• **SOURCE EXTRACT**
((
Wednesday, August 17, 2016

Federal Land Management

By Don Mallicoat

 Allow me to get up on my soapbox for a rant. I try not to do it often but this issue has been simmering in the back of my mind for a while. The issue came to light several months ago with a move in several western states to transfer federally managed lands to state control. The Republican National election platform also has a plank calling for the same thing. It came to a head for me while reading about the latest proposal for wilderness area on the Pisgah/Nantahala National Forest.

Several conservation groups, primarily the Teddy Roosevelt Conservation Partnership (TRCP), are fighting the land transfer move. They are energizing their membership to speak out against the transfer by attending public meetings and writing elected representatives to oppose the move. I liken it to a doctor treating the symptoms of your illness instead of the cause. So let’s look at what may be the cause with a couple of local examples.
))
• **RECORD EXTRACTS**
((
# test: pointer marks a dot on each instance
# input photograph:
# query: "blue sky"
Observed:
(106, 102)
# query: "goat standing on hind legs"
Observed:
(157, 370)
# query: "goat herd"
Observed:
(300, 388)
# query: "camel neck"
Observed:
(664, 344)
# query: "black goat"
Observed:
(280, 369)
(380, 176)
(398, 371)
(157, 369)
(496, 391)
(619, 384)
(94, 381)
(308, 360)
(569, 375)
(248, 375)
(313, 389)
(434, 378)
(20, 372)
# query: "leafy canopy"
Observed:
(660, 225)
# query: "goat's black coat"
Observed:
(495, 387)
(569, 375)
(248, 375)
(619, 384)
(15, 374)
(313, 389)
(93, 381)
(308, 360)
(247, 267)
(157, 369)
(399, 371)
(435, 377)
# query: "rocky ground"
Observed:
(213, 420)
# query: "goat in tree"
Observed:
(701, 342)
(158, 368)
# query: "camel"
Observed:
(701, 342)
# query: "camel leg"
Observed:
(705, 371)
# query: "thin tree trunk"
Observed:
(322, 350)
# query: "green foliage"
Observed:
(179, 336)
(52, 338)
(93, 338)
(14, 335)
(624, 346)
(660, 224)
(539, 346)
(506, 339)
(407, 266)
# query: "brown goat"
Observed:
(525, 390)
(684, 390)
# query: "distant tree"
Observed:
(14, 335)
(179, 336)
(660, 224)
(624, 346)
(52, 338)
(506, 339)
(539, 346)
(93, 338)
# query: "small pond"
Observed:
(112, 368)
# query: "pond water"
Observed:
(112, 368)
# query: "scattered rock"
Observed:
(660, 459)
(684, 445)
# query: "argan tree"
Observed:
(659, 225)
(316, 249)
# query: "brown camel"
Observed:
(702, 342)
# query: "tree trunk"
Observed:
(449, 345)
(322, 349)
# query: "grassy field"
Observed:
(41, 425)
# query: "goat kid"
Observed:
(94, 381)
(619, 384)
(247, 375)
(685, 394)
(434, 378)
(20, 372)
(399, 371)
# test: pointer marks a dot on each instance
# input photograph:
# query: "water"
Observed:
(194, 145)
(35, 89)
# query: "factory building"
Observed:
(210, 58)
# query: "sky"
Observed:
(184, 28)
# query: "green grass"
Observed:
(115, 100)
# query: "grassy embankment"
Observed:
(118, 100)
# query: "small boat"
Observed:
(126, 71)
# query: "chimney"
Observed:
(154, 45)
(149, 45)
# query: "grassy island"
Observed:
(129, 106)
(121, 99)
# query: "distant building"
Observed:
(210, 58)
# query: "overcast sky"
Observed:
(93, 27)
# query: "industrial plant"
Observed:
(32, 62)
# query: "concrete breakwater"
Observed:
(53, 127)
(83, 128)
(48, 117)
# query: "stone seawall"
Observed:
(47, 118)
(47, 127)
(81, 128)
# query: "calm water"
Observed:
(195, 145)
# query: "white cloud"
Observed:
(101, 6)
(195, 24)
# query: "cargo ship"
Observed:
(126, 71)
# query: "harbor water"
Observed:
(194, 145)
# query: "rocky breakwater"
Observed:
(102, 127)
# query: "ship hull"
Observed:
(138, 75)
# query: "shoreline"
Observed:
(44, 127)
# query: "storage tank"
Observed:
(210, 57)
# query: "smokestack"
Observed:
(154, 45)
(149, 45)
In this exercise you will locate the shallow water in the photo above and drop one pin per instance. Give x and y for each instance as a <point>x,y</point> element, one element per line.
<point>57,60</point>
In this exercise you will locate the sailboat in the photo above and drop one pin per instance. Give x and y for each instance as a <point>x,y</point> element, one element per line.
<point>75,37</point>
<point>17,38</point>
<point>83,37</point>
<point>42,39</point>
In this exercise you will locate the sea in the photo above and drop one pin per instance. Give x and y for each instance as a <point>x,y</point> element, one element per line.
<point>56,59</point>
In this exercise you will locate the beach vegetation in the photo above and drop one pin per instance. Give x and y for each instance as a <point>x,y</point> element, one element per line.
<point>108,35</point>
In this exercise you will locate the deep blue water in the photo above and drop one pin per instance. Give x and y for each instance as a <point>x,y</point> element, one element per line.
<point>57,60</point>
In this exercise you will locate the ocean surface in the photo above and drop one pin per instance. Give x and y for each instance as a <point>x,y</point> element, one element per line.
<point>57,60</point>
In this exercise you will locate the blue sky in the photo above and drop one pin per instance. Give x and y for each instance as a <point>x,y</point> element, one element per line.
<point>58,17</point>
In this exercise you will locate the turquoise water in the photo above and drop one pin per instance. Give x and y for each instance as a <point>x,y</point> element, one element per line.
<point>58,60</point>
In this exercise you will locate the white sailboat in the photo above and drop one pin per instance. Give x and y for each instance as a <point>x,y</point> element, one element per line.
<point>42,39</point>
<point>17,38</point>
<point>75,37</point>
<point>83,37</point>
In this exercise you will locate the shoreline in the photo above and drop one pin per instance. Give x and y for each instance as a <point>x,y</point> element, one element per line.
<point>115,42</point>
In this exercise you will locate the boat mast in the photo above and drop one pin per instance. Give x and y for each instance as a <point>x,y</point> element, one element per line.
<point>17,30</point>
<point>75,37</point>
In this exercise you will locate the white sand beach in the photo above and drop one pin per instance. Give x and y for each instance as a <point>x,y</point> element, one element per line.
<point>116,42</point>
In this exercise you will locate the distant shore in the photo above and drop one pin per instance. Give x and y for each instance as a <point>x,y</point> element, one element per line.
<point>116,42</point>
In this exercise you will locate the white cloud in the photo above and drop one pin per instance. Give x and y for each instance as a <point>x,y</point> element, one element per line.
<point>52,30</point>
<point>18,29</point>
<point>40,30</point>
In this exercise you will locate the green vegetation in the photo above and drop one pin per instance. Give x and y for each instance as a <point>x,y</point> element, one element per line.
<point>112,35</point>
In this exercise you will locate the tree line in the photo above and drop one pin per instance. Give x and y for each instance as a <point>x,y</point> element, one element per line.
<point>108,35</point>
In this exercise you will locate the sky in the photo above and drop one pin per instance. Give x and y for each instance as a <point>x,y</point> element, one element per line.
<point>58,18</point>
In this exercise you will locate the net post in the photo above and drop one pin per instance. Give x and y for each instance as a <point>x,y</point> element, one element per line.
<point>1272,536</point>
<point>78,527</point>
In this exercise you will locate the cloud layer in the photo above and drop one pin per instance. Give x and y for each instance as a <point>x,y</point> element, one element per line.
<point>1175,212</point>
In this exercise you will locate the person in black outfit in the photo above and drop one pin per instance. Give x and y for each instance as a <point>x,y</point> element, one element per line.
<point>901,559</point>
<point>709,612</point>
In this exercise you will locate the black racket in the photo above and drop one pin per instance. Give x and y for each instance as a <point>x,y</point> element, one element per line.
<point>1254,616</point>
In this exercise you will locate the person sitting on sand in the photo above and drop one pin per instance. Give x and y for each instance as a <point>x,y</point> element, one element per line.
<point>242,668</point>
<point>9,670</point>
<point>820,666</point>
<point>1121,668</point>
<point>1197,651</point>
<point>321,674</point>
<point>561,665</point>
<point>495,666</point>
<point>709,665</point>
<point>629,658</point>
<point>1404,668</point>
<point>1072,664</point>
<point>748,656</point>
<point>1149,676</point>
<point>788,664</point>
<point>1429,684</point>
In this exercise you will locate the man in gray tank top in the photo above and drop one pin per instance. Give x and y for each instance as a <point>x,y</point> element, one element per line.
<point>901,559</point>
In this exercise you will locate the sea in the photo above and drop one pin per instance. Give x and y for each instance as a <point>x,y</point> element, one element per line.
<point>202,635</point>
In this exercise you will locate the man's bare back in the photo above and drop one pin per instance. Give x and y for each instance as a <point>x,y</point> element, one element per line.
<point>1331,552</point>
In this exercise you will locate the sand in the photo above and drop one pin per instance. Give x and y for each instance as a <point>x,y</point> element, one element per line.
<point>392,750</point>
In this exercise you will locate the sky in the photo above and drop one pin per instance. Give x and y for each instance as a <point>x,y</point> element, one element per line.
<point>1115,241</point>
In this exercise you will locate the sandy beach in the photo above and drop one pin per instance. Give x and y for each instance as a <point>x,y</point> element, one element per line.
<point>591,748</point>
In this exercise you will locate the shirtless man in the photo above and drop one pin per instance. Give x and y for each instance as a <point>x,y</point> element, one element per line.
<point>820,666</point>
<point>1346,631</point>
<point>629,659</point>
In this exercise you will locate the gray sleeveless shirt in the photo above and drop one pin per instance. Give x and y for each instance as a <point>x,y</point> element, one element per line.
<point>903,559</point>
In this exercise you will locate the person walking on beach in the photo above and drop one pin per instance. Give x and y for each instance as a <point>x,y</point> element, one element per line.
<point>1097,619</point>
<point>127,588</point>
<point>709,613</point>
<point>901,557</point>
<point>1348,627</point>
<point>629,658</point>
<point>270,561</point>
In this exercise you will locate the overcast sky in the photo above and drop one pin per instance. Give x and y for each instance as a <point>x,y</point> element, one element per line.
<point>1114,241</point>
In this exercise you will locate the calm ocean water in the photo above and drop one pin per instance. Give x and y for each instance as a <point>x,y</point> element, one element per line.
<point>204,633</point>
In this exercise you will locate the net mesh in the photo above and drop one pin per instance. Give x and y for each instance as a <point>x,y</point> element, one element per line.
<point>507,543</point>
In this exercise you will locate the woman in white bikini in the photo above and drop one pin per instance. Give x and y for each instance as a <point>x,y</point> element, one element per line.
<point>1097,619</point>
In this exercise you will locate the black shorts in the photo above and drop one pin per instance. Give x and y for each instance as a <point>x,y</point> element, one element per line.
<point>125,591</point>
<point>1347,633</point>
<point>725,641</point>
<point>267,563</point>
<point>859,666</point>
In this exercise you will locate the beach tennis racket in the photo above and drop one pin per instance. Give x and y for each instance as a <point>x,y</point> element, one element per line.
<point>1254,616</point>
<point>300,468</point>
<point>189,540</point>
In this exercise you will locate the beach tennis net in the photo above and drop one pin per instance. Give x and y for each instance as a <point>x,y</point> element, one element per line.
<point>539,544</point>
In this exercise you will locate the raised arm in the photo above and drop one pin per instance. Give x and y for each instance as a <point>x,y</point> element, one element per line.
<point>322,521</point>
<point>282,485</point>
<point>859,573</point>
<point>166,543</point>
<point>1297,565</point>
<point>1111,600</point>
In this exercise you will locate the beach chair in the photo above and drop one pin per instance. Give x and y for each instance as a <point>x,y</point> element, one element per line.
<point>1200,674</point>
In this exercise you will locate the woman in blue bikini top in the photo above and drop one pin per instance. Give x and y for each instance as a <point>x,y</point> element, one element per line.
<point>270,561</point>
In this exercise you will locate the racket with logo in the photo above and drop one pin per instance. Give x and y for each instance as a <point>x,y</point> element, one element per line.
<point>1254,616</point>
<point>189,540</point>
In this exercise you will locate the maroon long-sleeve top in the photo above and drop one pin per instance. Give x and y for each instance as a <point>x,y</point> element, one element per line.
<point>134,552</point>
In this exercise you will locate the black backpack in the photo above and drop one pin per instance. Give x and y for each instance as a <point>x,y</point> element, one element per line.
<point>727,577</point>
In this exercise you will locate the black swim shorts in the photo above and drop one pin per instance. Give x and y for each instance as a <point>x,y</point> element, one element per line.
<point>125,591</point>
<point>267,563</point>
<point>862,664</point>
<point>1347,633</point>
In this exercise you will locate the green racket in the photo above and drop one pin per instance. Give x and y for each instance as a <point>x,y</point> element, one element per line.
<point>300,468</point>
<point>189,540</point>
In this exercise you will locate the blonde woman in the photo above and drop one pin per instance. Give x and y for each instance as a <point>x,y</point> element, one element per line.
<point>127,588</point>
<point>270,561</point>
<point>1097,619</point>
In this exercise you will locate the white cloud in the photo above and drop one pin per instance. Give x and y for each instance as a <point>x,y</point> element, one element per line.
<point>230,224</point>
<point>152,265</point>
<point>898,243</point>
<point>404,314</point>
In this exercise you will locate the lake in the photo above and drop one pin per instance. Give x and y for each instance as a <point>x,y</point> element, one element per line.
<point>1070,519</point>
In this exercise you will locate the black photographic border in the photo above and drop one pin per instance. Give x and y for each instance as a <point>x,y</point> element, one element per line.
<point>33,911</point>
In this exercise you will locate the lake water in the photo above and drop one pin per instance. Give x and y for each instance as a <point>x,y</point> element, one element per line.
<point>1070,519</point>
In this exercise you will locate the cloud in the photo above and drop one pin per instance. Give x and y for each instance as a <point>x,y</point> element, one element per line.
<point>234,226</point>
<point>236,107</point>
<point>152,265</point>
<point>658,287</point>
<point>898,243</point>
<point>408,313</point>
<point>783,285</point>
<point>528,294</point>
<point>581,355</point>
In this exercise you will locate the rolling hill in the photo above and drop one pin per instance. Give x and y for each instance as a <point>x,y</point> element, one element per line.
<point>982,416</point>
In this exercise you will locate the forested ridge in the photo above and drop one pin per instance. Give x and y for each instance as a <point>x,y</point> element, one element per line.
))
• **WORK ITEM**
Could you pick up the blog post on federal land management where it stops and keep writing it?

• **ANSWER BOX**
The American people are simply tired of a government bureaucracy that is not fulfilling its mission and responsibility as designed. On a larger scale you can see it in the current election campaign. The ongoing and long term problems at the Veteran’s Administration are also symptoms of a greater ill. It’s really about a burdensome federal system that is not responsive to the desires and needs of the people of this country.

Out west, ranchers who have historically had grazing rights on Bureau of Land Management (BLM) lands are now being denied their livelihood because of environmental regulations or some obscure animal that is on a protected species list. Shooting ranges, a long time mission of federal land agencies, are being shut down for similar reasons. I just read an article from the Sportsmen’s Alliance (www.sportsmensalliance.org) that the Obama administration, by executive order, plans to close 77 million acres of federal land in Alaska to management by the state wildlife agency. That reads as no hunting or trapping on those acres.

Let’s bring that closer to home. Over the last three years hunters have been actively involved in the Pisgah/Nantahala strategic planning process. Overwhelmingly, and as a majority stakeholder, we told the U.S. Forest Service that we wanted more land management for wildlife habitat. By their own figures, the forest is only at 1% of young forest growth for wildlife when their goal is 10 percent. We also offered that there is sufficient designated Wilderness in the forest as well as several hundred thousand acres in the Great Smoky Mountains National Park that are preserved. The National Forests were designed and placed under the Department of Agriculture so they would be managed, not preserved.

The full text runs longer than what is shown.